[Start of Attachment]

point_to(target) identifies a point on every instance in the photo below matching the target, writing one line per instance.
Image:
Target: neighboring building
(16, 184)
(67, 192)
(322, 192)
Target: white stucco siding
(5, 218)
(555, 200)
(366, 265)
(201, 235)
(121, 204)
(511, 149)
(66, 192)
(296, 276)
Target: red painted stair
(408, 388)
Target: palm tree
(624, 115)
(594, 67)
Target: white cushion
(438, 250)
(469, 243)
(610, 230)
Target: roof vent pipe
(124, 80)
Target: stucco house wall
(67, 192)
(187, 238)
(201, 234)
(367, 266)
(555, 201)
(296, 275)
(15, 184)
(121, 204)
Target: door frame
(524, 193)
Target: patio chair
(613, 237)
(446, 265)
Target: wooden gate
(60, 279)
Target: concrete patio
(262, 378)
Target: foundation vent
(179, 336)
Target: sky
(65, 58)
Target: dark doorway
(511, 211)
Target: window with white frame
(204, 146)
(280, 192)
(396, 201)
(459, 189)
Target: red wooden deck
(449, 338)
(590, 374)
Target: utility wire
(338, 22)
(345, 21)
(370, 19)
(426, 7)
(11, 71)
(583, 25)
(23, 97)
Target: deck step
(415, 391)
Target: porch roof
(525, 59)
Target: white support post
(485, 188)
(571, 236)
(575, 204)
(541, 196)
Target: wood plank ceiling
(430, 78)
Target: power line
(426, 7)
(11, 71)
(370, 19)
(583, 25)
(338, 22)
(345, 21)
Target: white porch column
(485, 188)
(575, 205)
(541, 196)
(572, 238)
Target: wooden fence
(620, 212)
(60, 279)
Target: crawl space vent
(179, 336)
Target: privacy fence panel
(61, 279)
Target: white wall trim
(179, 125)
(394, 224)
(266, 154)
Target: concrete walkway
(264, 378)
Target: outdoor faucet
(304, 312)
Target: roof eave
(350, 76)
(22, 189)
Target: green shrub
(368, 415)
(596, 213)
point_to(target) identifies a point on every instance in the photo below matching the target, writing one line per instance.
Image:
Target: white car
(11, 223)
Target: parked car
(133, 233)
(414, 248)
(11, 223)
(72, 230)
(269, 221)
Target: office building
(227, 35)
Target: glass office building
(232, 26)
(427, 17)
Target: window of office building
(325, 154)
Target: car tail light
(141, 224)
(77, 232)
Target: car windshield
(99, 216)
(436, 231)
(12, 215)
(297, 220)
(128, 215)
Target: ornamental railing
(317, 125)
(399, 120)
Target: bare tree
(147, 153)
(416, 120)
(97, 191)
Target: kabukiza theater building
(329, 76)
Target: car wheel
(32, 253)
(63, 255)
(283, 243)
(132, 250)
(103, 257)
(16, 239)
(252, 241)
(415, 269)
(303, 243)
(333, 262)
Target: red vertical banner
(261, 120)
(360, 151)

[End of Attachment]

■ PROBLEM TO WORK ON ■
For this exercise, copy all of the material exactly as it stands.

■ RESULT BELOW ■
point_to(target) identifies a point on every instance in the photo below matching the target, writing one line per instance.
Image:
Target: neighboring building
(16, 184)
(67, 192)
(322, 192)
Target: white stucco siding
(5, 218)
(555, 200)
(366, 265)
(201, 235)
(121, 204)
(511, 149)
(66, 192)
(296, 276)
Target: red painted stair
(408, 388)
Target: palm tree
(624, 115)
(594, 67)
Target: white cushion
(438, 250)
(469, 243)
(610, 230)
Target: roof vent pipe
(124, 80)
Target: stucco house wall
(67, 192)
(187, 238)
(201, 234)
(367, 266)
(555, 201)
(296, 275)
(15, 184)
(121, 204)
Target: door frame
(524, 193)
Target: patio chair
(613, 237)
(446, 265)
Target: wooden gate
(60, 279)
Target: concrete patio
(262, 378)
Target: foundation vent
(179, 336)
Target: sky
(65, 58)
Target: dark doorway
(511, 211)
Target: window with white frame
(204, 146)
(280, 192)
(396, 201)
(459, 189)
Target: red wooden deck
(449, 338)
(590, 374)
Target: utility wire
(338, 22)
(345, 21)
(370, 19)
(426, 7)
(11, 71)
(583, 25)
(23, 97)
Target: deck step
(415, 391)
Target: porch roof
(525, 59)
Target: white support post
(485, 188)
(571, 236)
(575, 204)
(541, 196)
Target: wood plank ceiling
(430, 78)
Target: power line
(426, 7)
(11, 71)
(370, 19)
(583, 25)
(338, 22)
(345, 21)
Target: white porch column
(485, 188)
(575, 205)
(541, 196)
(572, 238)
Target: wooden fence
(620, 212)
(60, 279)
Target: crawl space vent
(179, 336)
Target: privacy fence panel
(61, 279)
Target: white wall trim
(179, 125)
(394, 224)
(266, 154)
Target: concrete walkway
(264, 378)
Target: outdoor faucet
(304, 312)
Target: roof eave
(350, 76)
(22, 189)
Target: green shrub
(368, 415)
(596, 213)
point_to(target) identifies a point on every instance in the photo below matching the target, writing one line per instance.
Image:
Target: white car
(11, 223)
Target: parked car
(133, 233)
(414, 248)
(11, 223)
(72, 230)
(269, 221)
Target: office building
(227, 35)
Target: glass office building
(232, 26)
(427, 17)
Target: window of office building
(325, 154)
Target: car tail light
(141, 224)
(77, 232)
Target: car windshield
(99, 216)
(436, 231)
(12, 215)
(297, 220)
(128, 215)
Target: ornamental railing
(317, 125)
(399, 120)
Target: bare tree
(147, 153)
(416, 120)
(97, 191)
Target: kabukiza theater building
(329, 76)
Target: car wheel
(32, 253)
(63, 255)
(283, 243)
(132, 250)
(103, 257)
(16, 239)
(252, 241)
(415, 269)
(303, 243)
(333, 262)
Target: red vertical banner
(261, 120)
(360, 151)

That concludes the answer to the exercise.